**Exercise goal**
Look at the entries below and reproduce them exactly.

**The records**

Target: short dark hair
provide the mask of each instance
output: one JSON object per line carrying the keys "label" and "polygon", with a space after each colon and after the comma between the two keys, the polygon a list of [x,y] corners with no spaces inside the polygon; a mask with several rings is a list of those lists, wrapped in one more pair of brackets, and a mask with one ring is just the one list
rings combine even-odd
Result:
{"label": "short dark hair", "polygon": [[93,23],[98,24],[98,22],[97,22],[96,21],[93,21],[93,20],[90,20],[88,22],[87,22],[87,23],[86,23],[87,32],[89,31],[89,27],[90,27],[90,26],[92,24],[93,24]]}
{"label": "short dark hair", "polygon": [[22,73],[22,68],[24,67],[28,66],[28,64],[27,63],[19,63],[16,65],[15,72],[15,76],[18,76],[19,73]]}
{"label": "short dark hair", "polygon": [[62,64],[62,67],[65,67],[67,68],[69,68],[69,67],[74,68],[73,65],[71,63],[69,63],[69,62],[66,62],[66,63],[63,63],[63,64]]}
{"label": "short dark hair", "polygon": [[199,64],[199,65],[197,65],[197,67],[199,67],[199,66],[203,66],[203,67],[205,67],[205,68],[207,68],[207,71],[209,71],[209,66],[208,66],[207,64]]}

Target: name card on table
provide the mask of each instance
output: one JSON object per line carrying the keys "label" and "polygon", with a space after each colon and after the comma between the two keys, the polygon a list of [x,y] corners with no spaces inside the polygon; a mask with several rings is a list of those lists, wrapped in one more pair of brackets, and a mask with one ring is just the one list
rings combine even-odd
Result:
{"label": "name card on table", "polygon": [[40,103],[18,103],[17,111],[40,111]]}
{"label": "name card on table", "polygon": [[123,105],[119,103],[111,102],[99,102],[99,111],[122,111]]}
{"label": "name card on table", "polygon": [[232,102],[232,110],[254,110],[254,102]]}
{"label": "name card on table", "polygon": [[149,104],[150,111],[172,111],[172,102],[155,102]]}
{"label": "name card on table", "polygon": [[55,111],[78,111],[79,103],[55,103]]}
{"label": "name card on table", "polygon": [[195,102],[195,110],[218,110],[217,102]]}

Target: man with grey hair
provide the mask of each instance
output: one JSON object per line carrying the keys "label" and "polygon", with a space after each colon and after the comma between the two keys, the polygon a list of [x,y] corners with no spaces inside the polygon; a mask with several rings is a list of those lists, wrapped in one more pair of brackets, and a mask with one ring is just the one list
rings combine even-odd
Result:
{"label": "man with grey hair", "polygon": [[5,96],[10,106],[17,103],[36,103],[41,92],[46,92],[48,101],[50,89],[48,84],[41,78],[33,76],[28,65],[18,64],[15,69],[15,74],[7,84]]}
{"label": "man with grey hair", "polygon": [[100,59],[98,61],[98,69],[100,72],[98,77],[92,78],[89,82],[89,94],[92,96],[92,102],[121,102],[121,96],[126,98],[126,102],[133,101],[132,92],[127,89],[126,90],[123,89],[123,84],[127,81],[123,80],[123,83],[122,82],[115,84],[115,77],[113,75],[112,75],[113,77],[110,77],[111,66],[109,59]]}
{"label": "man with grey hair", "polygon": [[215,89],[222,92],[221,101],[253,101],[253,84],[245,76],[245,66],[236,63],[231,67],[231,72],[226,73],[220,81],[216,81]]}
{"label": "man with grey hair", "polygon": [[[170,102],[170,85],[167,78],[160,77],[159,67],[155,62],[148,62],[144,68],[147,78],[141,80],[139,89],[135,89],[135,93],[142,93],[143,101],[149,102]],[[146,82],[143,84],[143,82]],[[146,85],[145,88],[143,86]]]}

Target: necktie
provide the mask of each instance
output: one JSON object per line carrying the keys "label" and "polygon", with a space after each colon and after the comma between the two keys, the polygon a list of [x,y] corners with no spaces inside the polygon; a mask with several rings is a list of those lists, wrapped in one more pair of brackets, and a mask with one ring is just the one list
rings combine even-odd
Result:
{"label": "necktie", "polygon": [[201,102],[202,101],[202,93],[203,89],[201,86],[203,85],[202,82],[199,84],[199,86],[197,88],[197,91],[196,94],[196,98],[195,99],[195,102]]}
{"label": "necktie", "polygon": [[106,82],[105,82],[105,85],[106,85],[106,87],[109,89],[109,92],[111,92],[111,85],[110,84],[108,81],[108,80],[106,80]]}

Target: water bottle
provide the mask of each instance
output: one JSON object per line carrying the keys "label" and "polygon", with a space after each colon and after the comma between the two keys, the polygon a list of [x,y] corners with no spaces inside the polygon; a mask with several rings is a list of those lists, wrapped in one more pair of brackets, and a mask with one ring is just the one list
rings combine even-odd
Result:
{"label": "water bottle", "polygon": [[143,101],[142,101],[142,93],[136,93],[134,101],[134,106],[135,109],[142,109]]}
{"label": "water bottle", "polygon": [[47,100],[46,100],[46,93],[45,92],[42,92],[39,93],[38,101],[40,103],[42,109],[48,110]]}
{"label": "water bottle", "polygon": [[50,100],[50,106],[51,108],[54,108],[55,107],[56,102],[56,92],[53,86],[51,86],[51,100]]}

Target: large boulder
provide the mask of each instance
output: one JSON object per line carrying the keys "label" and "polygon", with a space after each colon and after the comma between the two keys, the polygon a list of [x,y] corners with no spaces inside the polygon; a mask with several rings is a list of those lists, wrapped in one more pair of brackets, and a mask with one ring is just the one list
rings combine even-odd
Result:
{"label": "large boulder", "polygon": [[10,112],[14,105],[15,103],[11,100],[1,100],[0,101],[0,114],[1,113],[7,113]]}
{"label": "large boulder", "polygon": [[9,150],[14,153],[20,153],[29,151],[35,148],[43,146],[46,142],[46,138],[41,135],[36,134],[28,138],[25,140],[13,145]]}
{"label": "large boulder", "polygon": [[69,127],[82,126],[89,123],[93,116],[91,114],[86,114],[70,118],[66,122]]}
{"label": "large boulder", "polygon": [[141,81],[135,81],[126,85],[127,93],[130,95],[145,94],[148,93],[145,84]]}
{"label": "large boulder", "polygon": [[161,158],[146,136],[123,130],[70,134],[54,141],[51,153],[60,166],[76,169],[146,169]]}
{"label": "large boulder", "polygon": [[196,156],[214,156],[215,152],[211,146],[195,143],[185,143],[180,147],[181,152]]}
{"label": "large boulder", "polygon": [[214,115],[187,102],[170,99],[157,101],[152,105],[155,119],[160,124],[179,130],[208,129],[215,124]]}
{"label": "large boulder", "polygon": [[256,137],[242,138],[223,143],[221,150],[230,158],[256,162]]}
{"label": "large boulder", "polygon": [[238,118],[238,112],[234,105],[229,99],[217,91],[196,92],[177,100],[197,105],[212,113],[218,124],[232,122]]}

**Full solution**
Target: short dark hair
provide the mask of each instance
output: one JSON object per line carrying the keys "label" and "polygon", with a space after each colon and after the comma between the two keys, the polygon a list of [x,y] corners with no spaces inside the polygon; a mask with several rings is a list of those lists, wrapped in one more pair of brackets, and a mask with one ring is just the one list
rings combine even-odd
Result:
{"label": "short dark hair", "polygon": [[93,23],[98,24],[98,22],[97,22],[96,21],[93,21],[93,20],[90,20],[88,22],[87,22],[87,23],[86,23],[87,32],[89,31],[89,27],[90,27],[90,26],[92,24],[93,24]]}
{"label": "short dark hair", "polygon": [[22,73],[22,68],[24,67],[28,66],[28,64],[27,63],[19,63],[16,65],[15,72],[15,76],[18,76],[19,73]]}
{"label": "short dark hair", "polygon": [[62,64],[62,67],[65,67],[67,68],[69,68],[69,67],[74,68],[73,65],[71,63],[69,63],[69,62],[66,62],[66,63],[63,63],[63,64]]}
{"label": "short dark hair", "polygon": [[199,64],[199,65],[197,65],[197,67],[199,67],[199,66],[203,66],[203,67],[205,67],[205,68],[207,68],[207,71],[209,71],[209,66],[208,66],[207,64]]}

Target: name card on table
provide the mask of each instance
output: one JSON object per line carrying the keys "label" and "polygon", with a space after each colon and after the comma between the two keys, the polygon a list of [x,y] corners with no spaces inside the polygon; a mask with several rings is a list of those lists, wrapped in one more pair of brackets, and a mask with one ring is just the one list
rings combine even-odd
Result:
{"label": "name card on table", "polygon": [[40,103],[18,103],[17,111],[40,111]]}
{"label": "name card on table", "polygon": [[123,105],[119,103],[111,102],[99,102],[99,111],[122,111]]}
{"label": "name card on table", "polygon": [[232,102],[232,110],[254,110],[254,102]]}
{"label": "name card on table", "polygon": [[149,104],[150,111],[172,111],[172,102],[155,102]]}
{"label": "name card on table", "polygon": [[55,111],[78,111],[79,103],[55,103]]}
{"label": "name card on table", "polygon": [[195,102],[195,110],[218,110],[217,102]]}

Target: man with grey hair
provide the mask of each instance
output: one JSON object per line carrying the keys "label" and "polygon", with a space after each colon and after the comma between the two keys, the polygon a list of [x,y] corners with no spaces inside the polygon; a mask with several rings is a list of those lists, wrapped in one more pair of brackets, and a mask with one ring is just the one list
rings combine even-odd
Result:
{"label": "man with grey hair", "polygon": [[5,96],[10,106],[17,103],[36,103],[41,92],[46,92],[48,101],[50,89],[48,84],[41,78],[33,76],[28,65],[18,64],[15,69],[15,74],[7,84]]}
{"label": "man with grey hair", "polygon": [[100,59],[98,61],[98,69],[100,72],[98,77],[92,78],[89,82],[89,94],[92,96],[92,102],[121,102],[121,96],[126,98],[126,102],[133,101],[132,92],[127,89],[126,90],[123,89],[123,84],[127,81],[123,80],[123,83],[122,82],[115,84],[115,77],[113,75],[112,75],[113,77],[110,77],[111,66],[109,59]]}
{"label": "man with grey hair", "polygon": [[215,89],[222,92],[221,101],[253,101],[253,84],[245,76],[245,66],[236,63],[231,67],[231,72],[226,73],[220,81],[216,81]]}
{"label": "man with grey hair", "polygon": [[[170,102],[170,85],[167,78],[160,77],[159,67],[155,62],[148,62],[144,68],[147,78],[141,80],[139,89],[135,89],[135,93],[142,93],[143,101],[149,102]],[[146,82],[143,84],[143,82]],[[146,85],[145,88],[143,86]]]}

Target: necktie
provide the mask of each instance
output: one JSON object per line carrying the keys "label" and "polygon", with a space after each colon and after the comma between the two keys, the polygon a list of [x,y] corners with no spaces inside the polygon; a mask with several rings is a list of those lists, wrapped in one more pair of brackets, and a mask with one ring is just the one list
rings combine even-odd
Result:
{"label": "necktie", "polygon": [[201,102],[202,101],[202,93],[203,89],[201,86],[203,85],[202,82],[199,84],[199,86],[197,88],[197,91],[196,94],[196,98],[195,99],[195,102]]}
{"label": "necktie", "polygon": [[106,82],[105,82],[105,85],[106,85],[106,87],[109,89],[109,92],[111,92],[111,85],[110,84],[108,81],[108,80],[106,80]]}

Target: water bottle
provide the mask of each instance
output: one JSON object per line carrying the keys "label" and "polygon", with a space after each colon and after the comma between the two keys, the polygon a list of [x,y] corners with no spaces inside the polygon; a mask with several rings is a list of those lists, wrapped in one more pair of brackets, and a mask with one ring is just the one list
rings combine even-odd
Result:
{"label": "water bottle", "polygon": [[143,101],[142,101],[142,93],[136,93],[134,101],[134,106],[135,109],[142,109]]}
{"label": "water bottle", "polygon": [[47,100],[46,100],[46,93],[45,92],[42,92],[39,93],[38,101],[40,103],[42,109],[48,110]]}
{"label": "water bottle", "polygon": [[50,100],[50,106],[51,108],[54,108],[55,107],[56,102],[56,92],[53,86],[51,86],[51,100]]}

Target: large boulder
provide the mask of each instance
output: one JSON object per line carrying the keys "label" and "polygon", with a space after each colon and after the comma between the two keys, the polygon a list of [x,y] corners with no spaces inside the polygon; a mask with several rings is a list of those lists, wrapped in one more pair of brackets, and a mask with one ring is just the one list
rings combine even-odd
Result:
{"label": "large boulder", "polygon": [[10,112],[14,105],[15,103],[11,100],[1,100],[0,101],[0,114],[1,113],[7,113]]}
{"label": "large boulder", "polygon": [[9,150],[14,153],[20,153],[29,151],[35,148],[43,146],[46,142],[46,138],[41,135],[36,134],[28,138],[25,140],[13,145]]}
{"label": "large boulder", "polygon": [[69,127],[82,126],[89,123],[93,116],[91,114],[86,114],[70,118],[66,122]]}
{"label": "large boulder", "polygon": [[141,81],[135,81],[126,85],[127,93],[130,95],[145,94],[148,93],[145,84]]}
{"label": "large boulder", "polygon": [[161,158],[146,136],[123,130],[70,134],[54,141],[51,153],[60,166],[76,169],[146,169]]}
{"label": "large boulder", "polygon": [[196,156],[214,156],[215,152],[211,146],[195,143],[185,143],[180,147],[181,152]]}
{"label": "large boulder", "polygon": [[214,115],[187,102],[170,99],[157,101],[152,105],[155,119],[160,124],[179,130],[208,129],[215,124]]}
{"label": "large boulder", "polygon": [[256,137],[242,138],[223,143],[221,150],[230,158],[256,162]]}
{"label": "large boulder", "polygon": [[238,118],[238,112],[234,105],[229,99],[217,91],[196,92],[177,100],[197,105],[212,113],[218,124],[232,122]]}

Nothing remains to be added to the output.